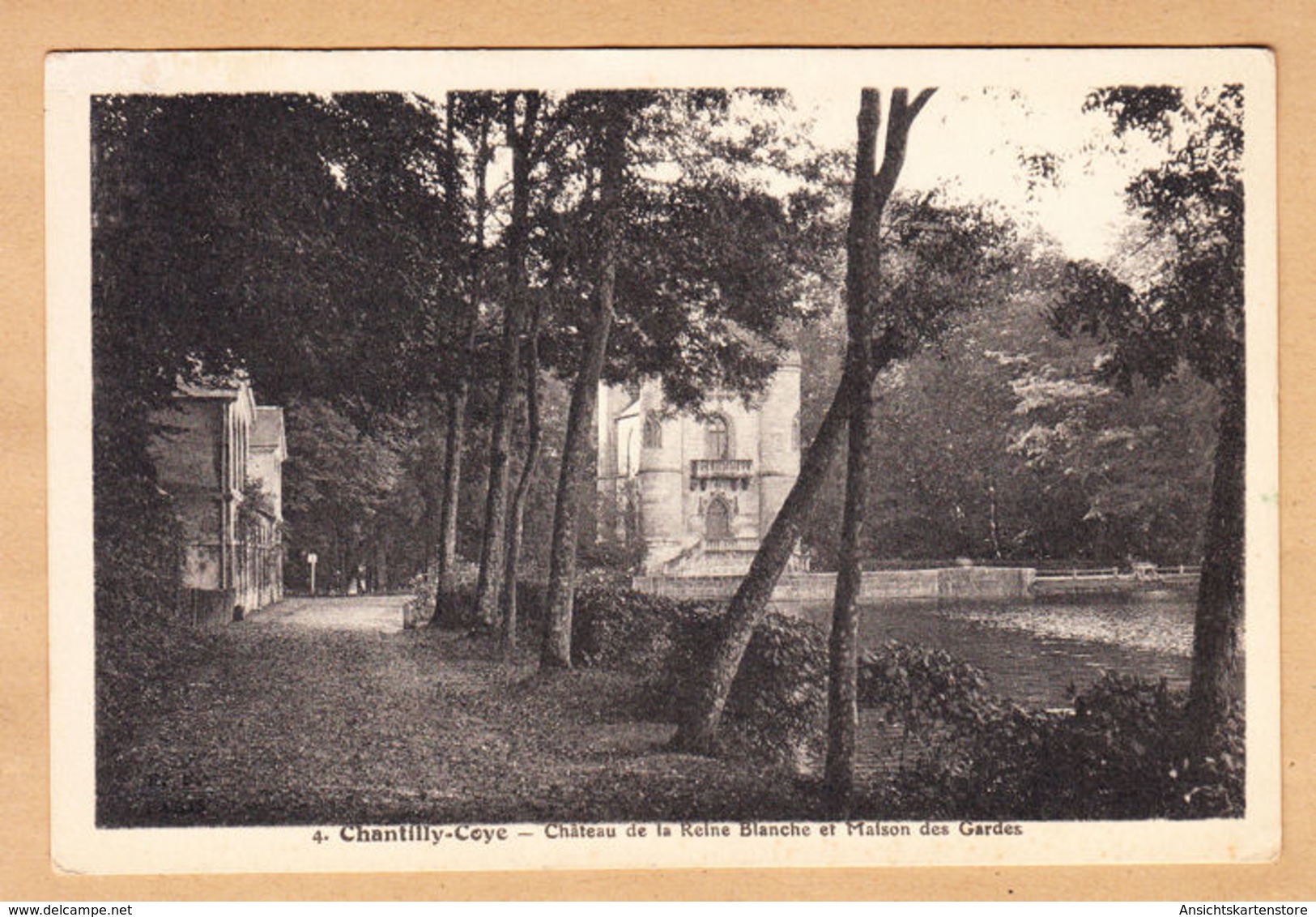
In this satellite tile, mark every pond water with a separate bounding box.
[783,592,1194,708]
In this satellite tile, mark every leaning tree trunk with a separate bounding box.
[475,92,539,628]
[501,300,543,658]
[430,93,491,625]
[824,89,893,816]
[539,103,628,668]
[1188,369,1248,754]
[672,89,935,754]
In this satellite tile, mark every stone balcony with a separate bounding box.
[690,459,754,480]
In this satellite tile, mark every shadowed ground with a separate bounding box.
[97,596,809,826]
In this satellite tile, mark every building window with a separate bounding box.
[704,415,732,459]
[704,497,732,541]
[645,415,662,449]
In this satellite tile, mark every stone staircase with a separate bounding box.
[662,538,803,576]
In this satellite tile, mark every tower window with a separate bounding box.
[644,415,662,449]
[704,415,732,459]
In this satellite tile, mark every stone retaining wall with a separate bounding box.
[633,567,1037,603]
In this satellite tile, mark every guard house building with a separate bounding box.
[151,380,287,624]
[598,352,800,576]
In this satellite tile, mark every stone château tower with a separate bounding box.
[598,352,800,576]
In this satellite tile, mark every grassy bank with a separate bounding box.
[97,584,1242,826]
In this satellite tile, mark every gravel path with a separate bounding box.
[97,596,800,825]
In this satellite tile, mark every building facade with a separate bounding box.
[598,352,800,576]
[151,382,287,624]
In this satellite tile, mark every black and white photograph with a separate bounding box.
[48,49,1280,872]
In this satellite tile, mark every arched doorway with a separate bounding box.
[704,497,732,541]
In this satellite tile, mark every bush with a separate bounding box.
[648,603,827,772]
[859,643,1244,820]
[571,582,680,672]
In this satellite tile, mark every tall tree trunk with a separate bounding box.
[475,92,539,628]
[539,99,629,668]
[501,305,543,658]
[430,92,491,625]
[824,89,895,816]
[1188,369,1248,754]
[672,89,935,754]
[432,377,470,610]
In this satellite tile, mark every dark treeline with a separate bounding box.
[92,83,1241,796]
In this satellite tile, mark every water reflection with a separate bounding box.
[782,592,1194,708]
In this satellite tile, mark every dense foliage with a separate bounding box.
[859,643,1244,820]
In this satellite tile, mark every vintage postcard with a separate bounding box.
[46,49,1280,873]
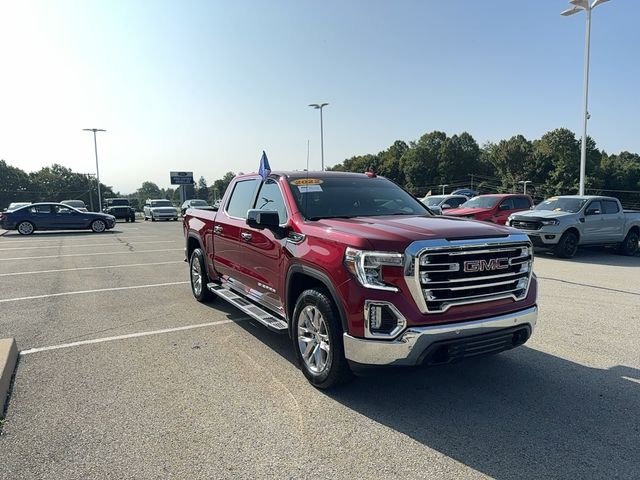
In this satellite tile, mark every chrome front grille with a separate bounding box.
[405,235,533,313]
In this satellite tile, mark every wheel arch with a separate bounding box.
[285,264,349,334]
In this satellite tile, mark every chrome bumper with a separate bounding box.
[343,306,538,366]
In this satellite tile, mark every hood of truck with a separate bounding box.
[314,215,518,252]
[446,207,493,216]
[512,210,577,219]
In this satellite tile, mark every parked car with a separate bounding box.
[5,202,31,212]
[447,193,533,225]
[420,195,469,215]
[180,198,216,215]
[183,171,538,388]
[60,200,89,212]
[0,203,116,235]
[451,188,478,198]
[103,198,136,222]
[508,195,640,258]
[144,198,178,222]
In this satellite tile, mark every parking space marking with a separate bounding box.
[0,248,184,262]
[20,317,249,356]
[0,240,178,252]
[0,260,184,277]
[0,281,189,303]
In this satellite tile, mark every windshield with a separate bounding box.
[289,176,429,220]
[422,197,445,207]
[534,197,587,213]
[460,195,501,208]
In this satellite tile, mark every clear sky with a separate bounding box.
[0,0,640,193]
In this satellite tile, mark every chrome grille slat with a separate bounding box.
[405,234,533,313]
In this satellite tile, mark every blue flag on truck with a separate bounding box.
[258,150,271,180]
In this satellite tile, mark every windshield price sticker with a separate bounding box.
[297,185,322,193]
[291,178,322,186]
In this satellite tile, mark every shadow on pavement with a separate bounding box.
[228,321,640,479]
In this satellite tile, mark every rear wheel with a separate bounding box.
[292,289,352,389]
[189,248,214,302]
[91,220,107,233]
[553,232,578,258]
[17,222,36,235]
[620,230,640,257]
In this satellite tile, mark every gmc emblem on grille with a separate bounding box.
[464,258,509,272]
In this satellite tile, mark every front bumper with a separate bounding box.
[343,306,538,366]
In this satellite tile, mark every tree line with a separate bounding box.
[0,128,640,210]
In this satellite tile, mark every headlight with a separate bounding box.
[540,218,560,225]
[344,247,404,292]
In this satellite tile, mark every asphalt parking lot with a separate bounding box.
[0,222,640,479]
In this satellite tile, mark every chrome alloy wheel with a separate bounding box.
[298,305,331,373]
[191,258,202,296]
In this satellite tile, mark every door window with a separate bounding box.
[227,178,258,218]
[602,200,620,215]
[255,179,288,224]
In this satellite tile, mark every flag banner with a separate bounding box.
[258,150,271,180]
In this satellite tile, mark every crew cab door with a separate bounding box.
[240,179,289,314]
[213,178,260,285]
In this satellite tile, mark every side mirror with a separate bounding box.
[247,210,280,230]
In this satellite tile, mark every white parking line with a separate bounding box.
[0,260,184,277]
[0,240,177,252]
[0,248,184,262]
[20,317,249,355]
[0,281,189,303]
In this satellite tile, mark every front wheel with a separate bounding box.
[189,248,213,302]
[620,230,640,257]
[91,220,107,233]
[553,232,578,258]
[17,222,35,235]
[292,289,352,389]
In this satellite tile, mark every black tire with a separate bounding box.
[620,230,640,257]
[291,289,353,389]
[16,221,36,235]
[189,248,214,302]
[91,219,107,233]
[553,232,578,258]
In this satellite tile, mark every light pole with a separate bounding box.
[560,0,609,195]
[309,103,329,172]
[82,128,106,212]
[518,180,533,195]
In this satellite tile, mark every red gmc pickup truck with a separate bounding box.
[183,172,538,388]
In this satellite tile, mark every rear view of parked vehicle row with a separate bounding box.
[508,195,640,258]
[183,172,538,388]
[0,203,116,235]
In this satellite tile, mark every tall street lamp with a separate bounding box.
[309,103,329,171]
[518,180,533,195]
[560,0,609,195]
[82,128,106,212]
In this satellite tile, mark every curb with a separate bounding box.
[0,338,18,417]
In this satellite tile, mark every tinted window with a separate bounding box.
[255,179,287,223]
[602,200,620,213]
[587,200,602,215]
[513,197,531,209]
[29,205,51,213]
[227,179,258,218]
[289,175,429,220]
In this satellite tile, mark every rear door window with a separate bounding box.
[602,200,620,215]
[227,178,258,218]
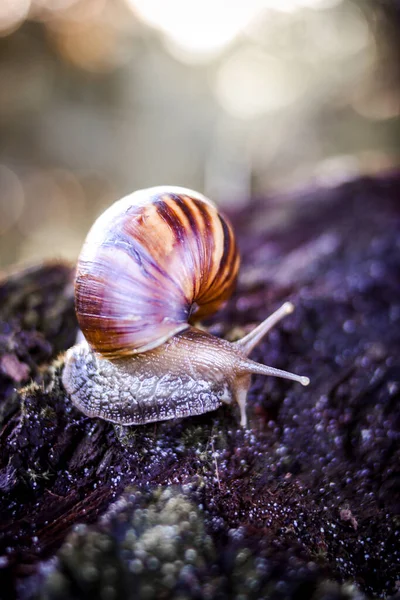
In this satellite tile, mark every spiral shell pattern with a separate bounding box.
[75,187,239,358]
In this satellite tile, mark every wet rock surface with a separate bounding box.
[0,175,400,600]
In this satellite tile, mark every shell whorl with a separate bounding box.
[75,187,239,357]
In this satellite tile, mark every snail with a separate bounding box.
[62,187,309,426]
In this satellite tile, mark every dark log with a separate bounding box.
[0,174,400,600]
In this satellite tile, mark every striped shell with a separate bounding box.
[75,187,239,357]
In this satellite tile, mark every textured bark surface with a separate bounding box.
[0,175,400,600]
◇ ◇ ◇
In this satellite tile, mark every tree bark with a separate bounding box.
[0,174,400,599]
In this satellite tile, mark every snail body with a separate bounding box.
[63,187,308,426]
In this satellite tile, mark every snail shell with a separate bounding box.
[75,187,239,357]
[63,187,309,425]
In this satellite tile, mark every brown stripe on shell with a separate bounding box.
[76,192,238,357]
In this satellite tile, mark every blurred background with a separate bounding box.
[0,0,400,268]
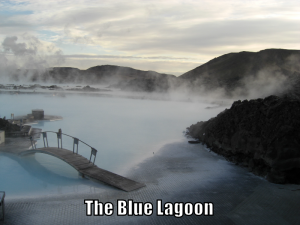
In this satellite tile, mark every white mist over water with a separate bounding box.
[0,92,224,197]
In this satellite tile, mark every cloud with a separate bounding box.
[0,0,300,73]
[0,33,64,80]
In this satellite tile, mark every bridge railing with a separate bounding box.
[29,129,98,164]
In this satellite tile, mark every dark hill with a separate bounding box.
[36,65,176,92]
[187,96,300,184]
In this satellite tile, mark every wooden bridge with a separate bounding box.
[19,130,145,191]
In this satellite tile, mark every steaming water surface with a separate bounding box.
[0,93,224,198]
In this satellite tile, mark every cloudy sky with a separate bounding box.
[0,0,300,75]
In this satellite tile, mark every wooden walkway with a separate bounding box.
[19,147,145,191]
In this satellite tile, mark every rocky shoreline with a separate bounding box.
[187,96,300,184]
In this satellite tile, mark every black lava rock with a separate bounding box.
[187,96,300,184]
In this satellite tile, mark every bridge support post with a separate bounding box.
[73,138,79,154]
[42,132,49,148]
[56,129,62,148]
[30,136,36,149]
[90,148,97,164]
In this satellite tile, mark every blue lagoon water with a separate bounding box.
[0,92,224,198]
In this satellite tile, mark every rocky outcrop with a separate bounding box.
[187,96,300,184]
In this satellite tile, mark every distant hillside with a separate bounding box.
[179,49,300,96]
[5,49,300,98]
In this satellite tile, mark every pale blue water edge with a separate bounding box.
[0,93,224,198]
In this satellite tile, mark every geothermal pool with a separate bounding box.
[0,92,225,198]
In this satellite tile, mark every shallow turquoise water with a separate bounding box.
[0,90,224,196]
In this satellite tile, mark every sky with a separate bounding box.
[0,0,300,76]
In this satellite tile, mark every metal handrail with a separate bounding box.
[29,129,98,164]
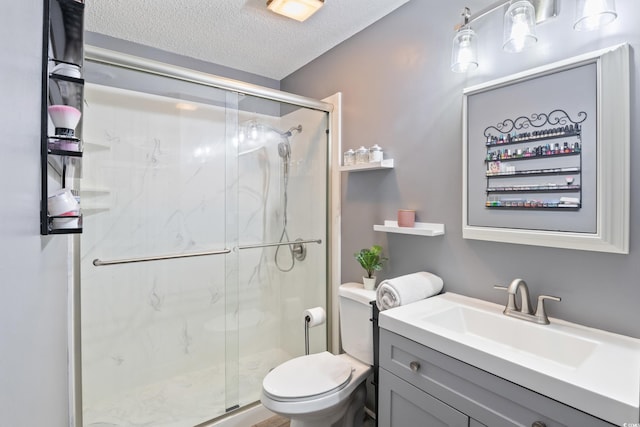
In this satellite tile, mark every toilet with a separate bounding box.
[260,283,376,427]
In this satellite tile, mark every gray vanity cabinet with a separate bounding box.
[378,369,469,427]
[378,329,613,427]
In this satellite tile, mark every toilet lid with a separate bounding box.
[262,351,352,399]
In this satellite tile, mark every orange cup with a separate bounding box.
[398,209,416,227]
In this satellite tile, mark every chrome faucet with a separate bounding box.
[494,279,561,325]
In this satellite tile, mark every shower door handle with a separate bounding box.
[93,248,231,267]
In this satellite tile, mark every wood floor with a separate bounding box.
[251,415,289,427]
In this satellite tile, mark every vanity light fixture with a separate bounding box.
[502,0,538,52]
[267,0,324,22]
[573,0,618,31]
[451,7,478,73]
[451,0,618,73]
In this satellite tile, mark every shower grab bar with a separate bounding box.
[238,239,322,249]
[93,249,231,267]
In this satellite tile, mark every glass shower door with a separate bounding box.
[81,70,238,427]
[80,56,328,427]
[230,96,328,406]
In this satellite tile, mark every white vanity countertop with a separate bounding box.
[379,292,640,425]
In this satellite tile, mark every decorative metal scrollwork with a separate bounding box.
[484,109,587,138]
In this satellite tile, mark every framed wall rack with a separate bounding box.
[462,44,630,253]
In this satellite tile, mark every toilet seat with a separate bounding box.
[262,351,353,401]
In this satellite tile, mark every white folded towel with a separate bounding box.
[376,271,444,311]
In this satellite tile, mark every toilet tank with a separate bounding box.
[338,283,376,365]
◇ ◇ ◇
What is needed: Update the records from the line containing "In this satellite tile, mark every toilet tank" down to the line containing "[338,283,376,365]", replacing "toilet tank" with "cistern" and leaving everything else the same.

Task result:
In this satellite tile, mark every cistern with a separate bounding box.
[338,283,376,365]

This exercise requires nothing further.